** START OF Material to process **

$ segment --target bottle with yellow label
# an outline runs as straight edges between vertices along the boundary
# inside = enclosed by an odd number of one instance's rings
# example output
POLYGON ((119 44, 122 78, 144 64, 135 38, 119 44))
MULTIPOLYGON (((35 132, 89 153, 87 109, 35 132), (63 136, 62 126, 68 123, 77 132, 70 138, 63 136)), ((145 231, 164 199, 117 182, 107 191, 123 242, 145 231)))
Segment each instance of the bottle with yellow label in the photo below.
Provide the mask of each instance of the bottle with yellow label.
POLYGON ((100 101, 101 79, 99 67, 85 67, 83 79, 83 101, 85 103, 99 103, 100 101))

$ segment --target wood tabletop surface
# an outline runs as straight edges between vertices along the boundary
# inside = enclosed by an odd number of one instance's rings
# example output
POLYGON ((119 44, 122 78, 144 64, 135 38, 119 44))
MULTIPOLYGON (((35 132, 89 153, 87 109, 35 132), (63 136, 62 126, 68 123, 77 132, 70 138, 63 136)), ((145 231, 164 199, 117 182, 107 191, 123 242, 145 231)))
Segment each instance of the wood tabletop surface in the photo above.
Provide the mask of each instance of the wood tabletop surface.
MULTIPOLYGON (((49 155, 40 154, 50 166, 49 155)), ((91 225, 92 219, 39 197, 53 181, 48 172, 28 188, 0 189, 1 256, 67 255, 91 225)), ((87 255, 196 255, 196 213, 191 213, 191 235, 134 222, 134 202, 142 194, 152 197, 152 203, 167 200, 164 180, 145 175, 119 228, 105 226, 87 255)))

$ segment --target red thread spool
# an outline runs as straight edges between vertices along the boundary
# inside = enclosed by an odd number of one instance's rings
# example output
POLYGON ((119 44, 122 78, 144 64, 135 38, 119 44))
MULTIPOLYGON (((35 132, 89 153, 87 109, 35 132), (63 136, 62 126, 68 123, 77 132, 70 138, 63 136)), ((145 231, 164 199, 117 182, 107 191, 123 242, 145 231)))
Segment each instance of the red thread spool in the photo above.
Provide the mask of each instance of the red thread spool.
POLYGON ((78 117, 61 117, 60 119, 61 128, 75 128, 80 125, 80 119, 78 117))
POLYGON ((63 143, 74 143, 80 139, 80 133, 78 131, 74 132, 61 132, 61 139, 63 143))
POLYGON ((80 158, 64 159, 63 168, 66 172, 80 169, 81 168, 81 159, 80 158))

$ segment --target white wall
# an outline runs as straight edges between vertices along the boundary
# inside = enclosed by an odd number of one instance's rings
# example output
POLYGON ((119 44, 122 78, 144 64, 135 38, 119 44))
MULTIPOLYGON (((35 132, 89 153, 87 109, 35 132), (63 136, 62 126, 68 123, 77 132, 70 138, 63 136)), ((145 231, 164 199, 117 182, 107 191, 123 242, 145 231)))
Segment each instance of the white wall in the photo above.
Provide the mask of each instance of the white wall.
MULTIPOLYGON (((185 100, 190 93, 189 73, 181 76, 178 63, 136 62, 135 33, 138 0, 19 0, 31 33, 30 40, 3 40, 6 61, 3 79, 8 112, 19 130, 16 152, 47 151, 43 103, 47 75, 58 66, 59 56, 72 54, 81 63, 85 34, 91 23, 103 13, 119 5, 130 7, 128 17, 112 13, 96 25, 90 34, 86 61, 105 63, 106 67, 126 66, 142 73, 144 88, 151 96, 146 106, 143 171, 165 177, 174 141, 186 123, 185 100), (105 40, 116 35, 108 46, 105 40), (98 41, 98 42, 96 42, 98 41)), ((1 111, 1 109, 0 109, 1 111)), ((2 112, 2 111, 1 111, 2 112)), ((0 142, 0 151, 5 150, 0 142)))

** END OF Material to process **

◆ Task details: Copy out every one of the records above word for word, without changing anything.

◆ Response to this task:
$ segment --target bottle with yellow label
# an outline runs as straight edges between vertices along the boundary
# inside = enclosed by an odd number of one instance's rings
# example output
POLYGON ((119 44, 122 78, 144 64, 135 38, 119 44))
MULTIPOLYGON (((35 132, 89 153, 87 109, 35 132), (63 136, 62 126, 68 123, 77 132, 70 138, 63 136)), ((145 231, 164 199, 117 182, 107 191, 123 242, 145 231)))
Segment each instance of the bottle with yellow label in the photo below.
Provide the mask of each instance of the bottle with yellow label.
POLYGON ((100 101, 101 79, 99 67, 85 67, 83 79, 83 101, 85 103, 99 103, 100 101))

$ segment --target wood tabletop surface
# an outline runs as straight edges between vertices along the boundary
# inside = enclosed by an odd number of one instance's rings
# example output
POLYGON ((119 44, 122 78, 144 64, 135 38, 119 44))
MULTIPOLYGON (((35 132, 89 153, 87 109, 35 132), (63 136, 62 126, 68 123, 77 132, 70 138, 63 136)), ((145 231, 164 199, 117 182, 107 191, 123 242, 145 231)))
Segment each instance of the wood tabletop surface in the photo above.
Provide the mask of each instance of the wood tabletop surface.
MULTIPOLYGON (((49 155, 40 154, 50 166, 49 155)), ((91 225, 92 219, 39 197, 53 181, 48 172, 28 188, 0 189, 1 256, 67 255, 91 225)), ((87 255, 196 255, 196 213, 191 213, 191 235, 134 222, 134 202, 142 194, 152 197, 152 203, 167 200, 164 180, 145 175, 119 228, 105 226, 87 255)))

$ segment --target red thread spool
# an outline runs as straight edges between vertices along the boundary
# inside = enclosed by an odd number of one instance's rings
# example output
POLYGON ((119 44, 122 78, 144 64, 135 38, 119 44))
MULTIPOLYGON (((35 132, 89 153, 87 109, 35 132), (63 136, 62 126, 68 123, 77 132, 70 138, 63 136)), ((145 231, 164 199, 117 182, 107 191, 123 242, 145 231)))
Segment each instance of the red thread spool in the photo above.
Provide the mask of each instance of the red thread spool.
POLYGON ((78 117, 61 117, 60 119, 61 128, 75 128, 80 125, 80 119, 78 117))
POLYGON ((63 143, 74 143, 80 139, 80 133, 78 131, 74 132, 61 132, 61 139, 63 143))
POLYGON ((80 158, 64 159, 63 168, 66 172, 80 169, 81 168, 81 159, 80 158))

$ segment --target white wall
# an outline runs as straight edges between vertices along the boundary
# inside = enclosed by an odd number of one instance's rings
# example output
POLYGON ((119 44, 122 78, 144 64, 135 38, 119 44))
MULTIPOLYGON (((35 132, 89 153, 87 109, 35 132), (63 136, 62 126, 68 123, 77 132, 70 138, 63 136)), ((145 231, 164 199, 117 182, 107 191, 123 242, 145 231)))
Segment each instance of the white wall in the photo above.
Provide the mask of each instance of the white wall.
MULTIPOLYGON (((185 100, 190 93, 189 73, 181 76, 178 63, 136 62, 135 33, 138 0, 19 0, 31 33, 30 40, 3 40, 6 61, 3 79, 8 112, 19 130, 16 152, 47 151, 43 103, 47 75, 58 66, 59 56, 72 54, 81 63, 85 34, 91 23, 103 13, 119 5, 130 7, 128 17, 112 13, 96 25, 90 34, 86 61, 105 63, 106 67, 126 66, 142 73, 144 88, 151 96, 146 106, 143 171, 165 177, 174 141, 186 123, 185 100), (105 40, 116 35, 108 46, 105 40), (98 41, 98 42, 96 42, 98 41)), ((1 111, 1 109, 0 109, 1 111)), ((2 112, 2 111, 1 111, 2 112)), ((0 142, 0 151, 5 150, 0 142)))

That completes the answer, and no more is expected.